Nintendo's groundbreaking run of handheld consoles makes us look back on our video game-filled childhoods with so much glee. First came the original Game Boy, and then we adopted the slimmer Game Boy Pocket. Right after that, we got introduced to a miniature world full of bright and beautiful splendor with the Game Boy Color. Once the GBC's run came to a satisfying end, Nintendo's fascinating 32-bit handheld wonder arrived on June 11, 2001, to tons of fan adoration. Ladies and gentlemen, we're talking about the legendary Game Boy Advance. With 81.51 million units of the mini console sold worldwide and two impressive redesigns (the Game Boy Advance SP and the Game Boy Micro), it's safe to say that the GBA enjoyed a hell of a run. Join us as we look back on its memorable run as we list the 30 best GBA games of all time!
The 30 Best GBA Games of All Time
Best GBA Games
1. ‘Super Mario World: Super Mario Advance 2’
The original Super Mario World is considered to be one of the greatest platformers of all time and one of the best games period. Now just imagine how shocked teens were back then when they found out they could play that SNES classic in the palm of their hands. The Super Mario Advance series did just that as it brought Super Mario World to the GBA. Having Luigi actually play much differently from his brother Mario provided a nice change of pace here, plus the inclusion of new items being gifted to players via different colored Yoshi's hatched eggs also freshened up the original game's formula a bit.
2. ‘Yoshi's Island: Super Mario Advance 3’
We're going to keep shouting out the Super Mario Advance series on this list of the best GBA games by moving on to the third release. And this time around, the best baby-escorting platformer we've ever played (Super Mario World 2: Yoshi's Island) got brought over to Nintendo's purple handheld powerhouse. At the time of release, we immediately took note of the refreshed visual splendor - the already amazing artwork from the first game shockingly looks even better on the GBA's smaller screen. The added "Secret Stages" gave us more incentive to protect Baby Mario and fling some eggs as Yoshi all over again for this GBA release.
3. ‘Super Mario Advance 4: Super Mario Bros. 3’
If you were around for the monumental NES launch of Super Mario Bros. 3, then it should come as no surprise to you to see this GBA re-release of the same game. Super Mario Advance 4 takes one of the best games in Nintendo's platforming catalog, spruces up the color fidelity on its original graphics, and adds in a bunch of cool quality-of-life improvements to make it that much more approachable to gamers of all ages. Taking down Bowser and his troublesome "Koopalings" for the second time around in handheld form was a great gameplay experience back then and is still great right now.

━━━━

Questions on the material »
A - Answer these questions using the article on the best GBA games.
(i) On what date did the Game Boy Advance arrive?
(ii) Which earlier game did Super Mario Advance 3 bring to the GBA?
(iii) In Super Mario Advance 2, how are new items given to players?
B - Shorten the paragraph of the GBA games article that begins "If you were around for the monumental NES launch," and keep its main facts.
C - Write out the part of the GBA games article that starts at "Nintendo's groundbreaking run" and ends at "of all time!", with no changes.

Dataset entries »
━━━━

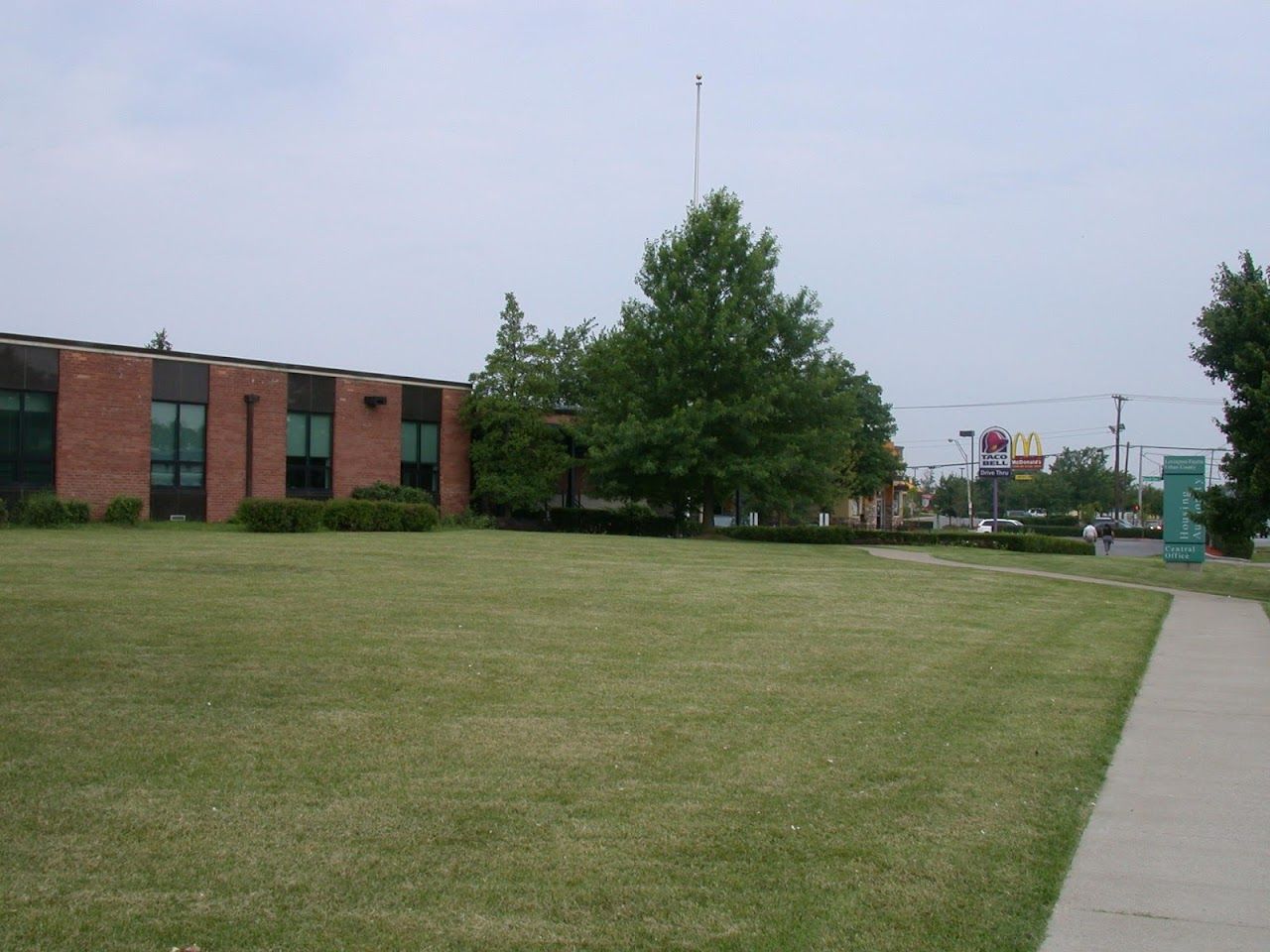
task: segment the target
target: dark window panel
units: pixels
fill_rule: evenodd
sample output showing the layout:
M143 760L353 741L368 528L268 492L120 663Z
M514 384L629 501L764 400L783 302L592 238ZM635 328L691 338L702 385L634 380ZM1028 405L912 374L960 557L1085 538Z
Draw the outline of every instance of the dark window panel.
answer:
M335 413L334 377L314 377L312 405L309 409L315 414Z
M401 387L401 419L438 423L441 420L441 387Z
M307 373L287 374L287 409L309 413L312 402L312 376Z
M155 358L152 396L155 400L206 404L207 364Z
M0 387L56 392L57 355L48 347L0 344Z
M309 414L335 413L335 378L314 373L288 373L287 409Z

━━━━

Response list »
A -
(i) June 11, 2001.
(ii) Super Mario World 2: Yoshi's Island.
(iii) Different colored Yoshis hatch eggs that hold them.

B - Super Mario Advance 4 re-releases the NES classic Super Mario Bros. 3 on the GBA. It improves the color of the original graphics and adds quality-of-life changes that make it easier for gamers of all ages. Beating Bowser and the Koopalings again on a handheld was a great experience then and still is now.

C -
Nintendo's groundbreaking run of handheld consoles makes us look back on our video game-filled childhoods with so much glee. First came the original Game Boy, and then we adopted the slimmer Game Boy Pocket. Right after that, we got introduced to a miniature world full of bright and beautiful splendor with the Game Boy Color. Once the GBC's run came to a satisfying end, Nintendo's fascinating 32-bit handheld wonder arrived on June 11, 2001, to tons of fan adoration. Ladies and gentlemen, we're talking about the legendary Game Boy Advance. With 81.51 million units of the mini console sold worldwide and two impressive redesigns (the Game Boy Advance SP and the Game Boy Micro), it's safe to say that the GBA enjoyed a hell of a run. Join us as we look back on its memorable run as we list the 30 best GBA games of all time!